→ Goal of the exercise
Rewrite the records from the line containing "Can you spot the white interior" through the line containing "x=273, y=160", requests included, and scale every coordinate in the answers by 1.25, rounding to whole numbers with halves rounded up. Give only those lines, leaving the requests unchanged.

→ Data extract
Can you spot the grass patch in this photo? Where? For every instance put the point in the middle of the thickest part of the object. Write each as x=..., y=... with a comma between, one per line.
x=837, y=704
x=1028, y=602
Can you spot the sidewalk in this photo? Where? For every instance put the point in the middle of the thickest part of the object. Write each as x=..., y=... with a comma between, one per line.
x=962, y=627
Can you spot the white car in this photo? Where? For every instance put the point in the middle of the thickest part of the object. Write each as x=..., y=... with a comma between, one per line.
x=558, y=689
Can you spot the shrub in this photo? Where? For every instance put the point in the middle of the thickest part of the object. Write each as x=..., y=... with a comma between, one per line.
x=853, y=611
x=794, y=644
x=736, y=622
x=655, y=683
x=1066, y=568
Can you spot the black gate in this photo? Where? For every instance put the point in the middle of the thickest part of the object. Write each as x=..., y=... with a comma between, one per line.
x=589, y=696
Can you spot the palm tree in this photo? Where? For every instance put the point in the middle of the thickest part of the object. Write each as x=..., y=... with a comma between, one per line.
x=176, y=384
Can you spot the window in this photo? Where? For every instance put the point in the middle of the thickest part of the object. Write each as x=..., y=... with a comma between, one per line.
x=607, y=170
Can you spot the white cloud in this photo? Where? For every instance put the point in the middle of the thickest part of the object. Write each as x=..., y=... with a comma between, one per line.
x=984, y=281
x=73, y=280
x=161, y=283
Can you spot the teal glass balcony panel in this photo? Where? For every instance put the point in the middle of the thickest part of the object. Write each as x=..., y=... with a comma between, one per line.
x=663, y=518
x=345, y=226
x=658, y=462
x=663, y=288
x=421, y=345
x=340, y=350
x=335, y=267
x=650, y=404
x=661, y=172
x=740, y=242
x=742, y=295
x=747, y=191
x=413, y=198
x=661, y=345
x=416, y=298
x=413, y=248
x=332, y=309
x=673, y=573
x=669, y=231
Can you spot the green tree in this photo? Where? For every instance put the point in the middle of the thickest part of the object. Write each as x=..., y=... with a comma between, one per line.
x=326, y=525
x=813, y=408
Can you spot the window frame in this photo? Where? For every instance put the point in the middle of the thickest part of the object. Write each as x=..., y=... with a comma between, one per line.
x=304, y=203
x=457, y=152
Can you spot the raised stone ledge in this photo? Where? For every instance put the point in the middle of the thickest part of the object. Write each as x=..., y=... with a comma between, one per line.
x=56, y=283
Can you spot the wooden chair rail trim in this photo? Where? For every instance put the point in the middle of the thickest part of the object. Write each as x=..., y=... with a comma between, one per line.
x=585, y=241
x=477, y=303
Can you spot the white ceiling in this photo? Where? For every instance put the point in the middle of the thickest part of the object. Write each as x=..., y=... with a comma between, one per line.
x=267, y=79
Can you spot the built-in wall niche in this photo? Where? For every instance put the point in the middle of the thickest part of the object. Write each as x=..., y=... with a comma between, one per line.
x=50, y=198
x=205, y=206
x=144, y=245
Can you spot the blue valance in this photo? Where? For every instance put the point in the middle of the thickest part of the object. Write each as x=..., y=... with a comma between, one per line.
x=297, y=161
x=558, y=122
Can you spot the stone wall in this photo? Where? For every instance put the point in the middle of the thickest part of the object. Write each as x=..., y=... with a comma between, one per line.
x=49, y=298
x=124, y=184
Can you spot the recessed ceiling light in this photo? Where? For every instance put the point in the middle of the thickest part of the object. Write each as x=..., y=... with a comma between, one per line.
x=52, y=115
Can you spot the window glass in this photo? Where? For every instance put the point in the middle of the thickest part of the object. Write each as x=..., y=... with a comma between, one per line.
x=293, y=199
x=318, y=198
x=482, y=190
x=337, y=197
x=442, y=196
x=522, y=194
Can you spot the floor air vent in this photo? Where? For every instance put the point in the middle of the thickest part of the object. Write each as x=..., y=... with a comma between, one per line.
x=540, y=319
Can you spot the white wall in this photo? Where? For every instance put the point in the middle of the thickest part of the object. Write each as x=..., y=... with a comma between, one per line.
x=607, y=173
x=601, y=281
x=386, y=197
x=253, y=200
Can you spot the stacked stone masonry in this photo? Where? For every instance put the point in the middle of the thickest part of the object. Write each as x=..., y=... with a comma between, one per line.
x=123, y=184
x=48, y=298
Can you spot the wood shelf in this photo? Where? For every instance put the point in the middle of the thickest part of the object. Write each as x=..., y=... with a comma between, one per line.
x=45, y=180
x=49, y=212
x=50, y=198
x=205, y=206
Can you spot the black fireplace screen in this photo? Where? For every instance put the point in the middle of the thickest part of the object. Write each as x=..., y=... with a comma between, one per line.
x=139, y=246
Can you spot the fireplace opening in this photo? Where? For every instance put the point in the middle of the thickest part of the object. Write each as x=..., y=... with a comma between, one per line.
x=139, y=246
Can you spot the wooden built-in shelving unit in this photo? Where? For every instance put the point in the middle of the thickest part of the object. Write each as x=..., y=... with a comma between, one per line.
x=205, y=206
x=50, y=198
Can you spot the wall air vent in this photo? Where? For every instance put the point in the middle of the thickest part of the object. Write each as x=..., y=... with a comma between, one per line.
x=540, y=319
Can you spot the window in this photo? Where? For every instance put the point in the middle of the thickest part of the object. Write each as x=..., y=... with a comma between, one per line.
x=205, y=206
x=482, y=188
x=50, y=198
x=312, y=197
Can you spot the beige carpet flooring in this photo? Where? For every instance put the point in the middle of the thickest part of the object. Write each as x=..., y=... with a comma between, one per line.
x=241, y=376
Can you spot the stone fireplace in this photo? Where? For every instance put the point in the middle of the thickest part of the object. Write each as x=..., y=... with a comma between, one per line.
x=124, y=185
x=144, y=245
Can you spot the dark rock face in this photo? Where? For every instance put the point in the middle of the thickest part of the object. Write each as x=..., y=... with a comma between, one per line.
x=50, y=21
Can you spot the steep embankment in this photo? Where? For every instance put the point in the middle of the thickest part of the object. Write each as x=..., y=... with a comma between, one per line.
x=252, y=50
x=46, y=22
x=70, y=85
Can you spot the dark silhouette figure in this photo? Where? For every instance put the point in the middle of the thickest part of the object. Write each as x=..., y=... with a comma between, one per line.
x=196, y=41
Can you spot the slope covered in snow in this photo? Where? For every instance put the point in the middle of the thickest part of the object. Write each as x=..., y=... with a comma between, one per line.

* * *

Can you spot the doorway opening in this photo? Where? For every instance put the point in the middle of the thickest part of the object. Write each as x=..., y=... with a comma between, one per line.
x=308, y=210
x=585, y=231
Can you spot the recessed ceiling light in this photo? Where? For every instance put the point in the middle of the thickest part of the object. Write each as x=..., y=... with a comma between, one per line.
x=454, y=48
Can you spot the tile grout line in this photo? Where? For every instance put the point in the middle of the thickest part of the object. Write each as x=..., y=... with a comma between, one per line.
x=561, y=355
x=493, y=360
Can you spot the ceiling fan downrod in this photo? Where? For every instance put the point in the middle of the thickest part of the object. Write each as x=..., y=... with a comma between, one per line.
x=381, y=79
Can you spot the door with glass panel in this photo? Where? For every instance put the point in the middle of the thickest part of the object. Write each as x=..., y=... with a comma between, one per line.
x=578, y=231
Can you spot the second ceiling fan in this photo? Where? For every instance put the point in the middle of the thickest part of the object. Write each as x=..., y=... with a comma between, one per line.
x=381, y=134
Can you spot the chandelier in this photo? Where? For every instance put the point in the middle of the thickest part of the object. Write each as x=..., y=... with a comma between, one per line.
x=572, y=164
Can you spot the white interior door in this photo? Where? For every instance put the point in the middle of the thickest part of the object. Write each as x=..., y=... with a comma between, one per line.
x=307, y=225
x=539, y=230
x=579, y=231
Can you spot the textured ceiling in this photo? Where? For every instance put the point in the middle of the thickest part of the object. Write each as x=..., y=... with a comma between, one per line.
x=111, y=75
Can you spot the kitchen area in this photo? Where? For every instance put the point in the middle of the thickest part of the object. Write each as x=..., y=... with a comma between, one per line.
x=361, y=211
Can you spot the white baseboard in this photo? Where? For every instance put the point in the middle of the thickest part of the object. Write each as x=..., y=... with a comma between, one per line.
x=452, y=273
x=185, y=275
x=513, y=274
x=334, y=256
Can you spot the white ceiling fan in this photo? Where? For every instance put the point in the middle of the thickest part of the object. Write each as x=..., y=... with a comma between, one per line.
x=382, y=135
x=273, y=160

---

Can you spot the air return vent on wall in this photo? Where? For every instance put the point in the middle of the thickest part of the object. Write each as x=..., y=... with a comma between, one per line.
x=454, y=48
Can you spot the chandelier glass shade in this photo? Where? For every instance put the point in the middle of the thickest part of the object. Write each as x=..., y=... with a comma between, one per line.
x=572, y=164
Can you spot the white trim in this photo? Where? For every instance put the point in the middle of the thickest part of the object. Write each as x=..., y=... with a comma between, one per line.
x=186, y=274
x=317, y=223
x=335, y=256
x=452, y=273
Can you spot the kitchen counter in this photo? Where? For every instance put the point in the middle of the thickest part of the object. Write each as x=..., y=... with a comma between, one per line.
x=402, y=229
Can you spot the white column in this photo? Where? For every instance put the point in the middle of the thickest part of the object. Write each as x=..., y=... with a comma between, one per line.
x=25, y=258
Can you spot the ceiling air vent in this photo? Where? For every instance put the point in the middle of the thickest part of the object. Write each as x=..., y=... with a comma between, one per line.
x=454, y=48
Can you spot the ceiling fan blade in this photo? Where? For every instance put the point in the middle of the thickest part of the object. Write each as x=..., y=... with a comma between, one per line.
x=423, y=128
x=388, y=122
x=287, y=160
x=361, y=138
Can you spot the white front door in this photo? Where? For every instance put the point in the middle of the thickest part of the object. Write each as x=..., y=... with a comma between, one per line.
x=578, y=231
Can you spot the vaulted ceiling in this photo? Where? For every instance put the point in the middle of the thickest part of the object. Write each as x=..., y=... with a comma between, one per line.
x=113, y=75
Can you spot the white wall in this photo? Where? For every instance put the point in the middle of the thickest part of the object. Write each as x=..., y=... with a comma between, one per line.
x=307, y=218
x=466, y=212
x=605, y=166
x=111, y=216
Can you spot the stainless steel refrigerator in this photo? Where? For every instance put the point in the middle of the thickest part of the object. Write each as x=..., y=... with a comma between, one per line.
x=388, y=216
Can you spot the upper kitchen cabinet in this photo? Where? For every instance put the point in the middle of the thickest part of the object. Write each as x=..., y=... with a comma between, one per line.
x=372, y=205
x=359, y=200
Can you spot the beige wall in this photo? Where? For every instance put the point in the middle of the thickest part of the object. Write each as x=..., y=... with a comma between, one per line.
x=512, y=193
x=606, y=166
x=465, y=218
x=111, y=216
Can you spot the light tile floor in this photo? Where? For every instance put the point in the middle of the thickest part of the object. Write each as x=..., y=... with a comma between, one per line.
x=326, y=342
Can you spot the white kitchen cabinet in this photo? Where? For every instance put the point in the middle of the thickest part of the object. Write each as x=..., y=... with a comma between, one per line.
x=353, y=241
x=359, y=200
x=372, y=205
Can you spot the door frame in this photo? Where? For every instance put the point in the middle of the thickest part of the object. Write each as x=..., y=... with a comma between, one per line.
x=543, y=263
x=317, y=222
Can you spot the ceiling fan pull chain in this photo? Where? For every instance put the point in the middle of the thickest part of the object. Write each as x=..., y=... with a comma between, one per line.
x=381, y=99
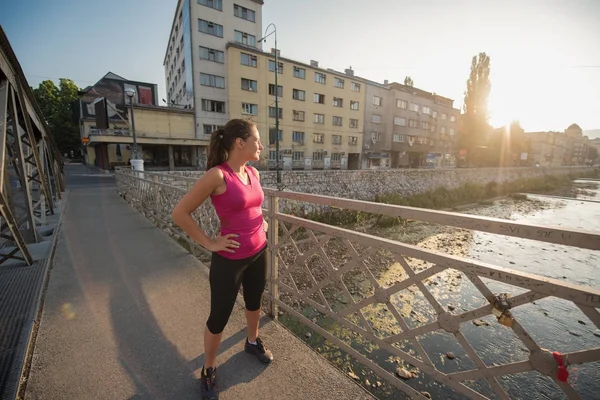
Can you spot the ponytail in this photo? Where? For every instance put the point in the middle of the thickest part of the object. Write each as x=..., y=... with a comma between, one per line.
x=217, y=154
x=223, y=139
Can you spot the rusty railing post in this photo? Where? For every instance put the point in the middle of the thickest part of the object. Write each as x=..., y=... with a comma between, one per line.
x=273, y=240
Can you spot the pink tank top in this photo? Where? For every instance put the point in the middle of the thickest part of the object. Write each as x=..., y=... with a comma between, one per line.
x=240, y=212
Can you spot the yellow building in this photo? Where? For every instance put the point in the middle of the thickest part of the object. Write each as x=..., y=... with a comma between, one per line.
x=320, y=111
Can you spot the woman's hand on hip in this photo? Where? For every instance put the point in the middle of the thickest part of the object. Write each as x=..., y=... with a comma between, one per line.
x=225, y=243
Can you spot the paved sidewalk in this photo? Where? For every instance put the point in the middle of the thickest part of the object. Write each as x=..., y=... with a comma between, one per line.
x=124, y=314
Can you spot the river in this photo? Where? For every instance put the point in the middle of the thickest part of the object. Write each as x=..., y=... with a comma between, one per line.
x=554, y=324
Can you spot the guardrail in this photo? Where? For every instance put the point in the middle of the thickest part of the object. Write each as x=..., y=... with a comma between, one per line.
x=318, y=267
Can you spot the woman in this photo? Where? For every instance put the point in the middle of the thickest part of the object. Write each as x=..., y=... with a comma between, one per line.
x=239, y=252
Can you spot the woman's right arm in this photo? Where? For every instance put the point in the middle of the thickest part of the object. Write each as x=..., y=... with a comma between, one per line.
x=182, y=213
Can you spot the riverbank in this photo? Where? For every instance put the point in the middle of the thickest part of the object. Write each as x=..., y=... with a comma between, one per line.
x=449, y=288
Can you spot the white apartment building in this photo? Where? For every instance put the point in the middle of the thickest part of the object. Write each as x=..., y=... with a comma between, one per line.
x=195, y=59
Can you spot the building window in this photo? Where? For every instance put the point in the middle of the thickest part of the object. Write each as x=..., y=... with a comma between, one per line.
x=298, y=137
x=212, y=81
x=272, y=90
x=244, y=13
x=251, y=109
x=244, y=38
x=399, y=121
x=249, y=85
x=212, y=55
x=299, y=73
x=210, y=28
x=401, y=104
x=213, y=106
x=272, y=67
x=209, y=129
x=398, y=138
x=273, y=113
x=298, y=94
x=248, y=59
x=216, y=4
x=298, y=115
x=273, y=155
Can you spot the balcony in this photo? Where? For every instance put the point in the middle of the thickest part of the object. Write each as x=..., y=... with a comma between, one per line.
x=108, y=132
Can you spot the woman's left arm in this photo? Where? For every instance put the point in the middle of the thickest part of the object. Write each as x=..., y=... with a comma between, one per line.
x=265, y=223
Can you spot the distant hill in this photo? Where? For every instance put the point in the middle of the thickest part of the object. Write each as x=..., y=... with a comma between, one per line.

→ Answer to this task
Can you spot the white interior door in this photo? Where? For every instance put the point in the middle of the thickest part of the object. Write each as x=..., y=... with a comma between, one per line.
x=384, y=281
x=674, y=288
x=724, y=289
Can you spot the textured ceiling in this photo? Where? For every instance put the point in the middle of the thickest part of the object. Write each as x=..., y=... with a comma between, one per line.
x=139, y=94
Can you spot the kitchen area in this photo? Where? For every instance put the point in the middle of the thickest part of the object. Write each as x=..., y=... with a comma between, one per line.
x=451, y=264
Can you spot the white baseboard in this photo? Where? For every instance put the point in the middle of the thickest part of the object. Write each as x=..., y=... with a comma between, one per line.
x=565, y=341
x=231, y=344
x=641, y=343
x=418, y=320
Can you spot the white ceiling fan in this photo? Where? For every instance put the point in the middle of the thickest part of the object. Write each as x=..., y=... with a comma between, one per line.
x=478, y=169
x=341, y=200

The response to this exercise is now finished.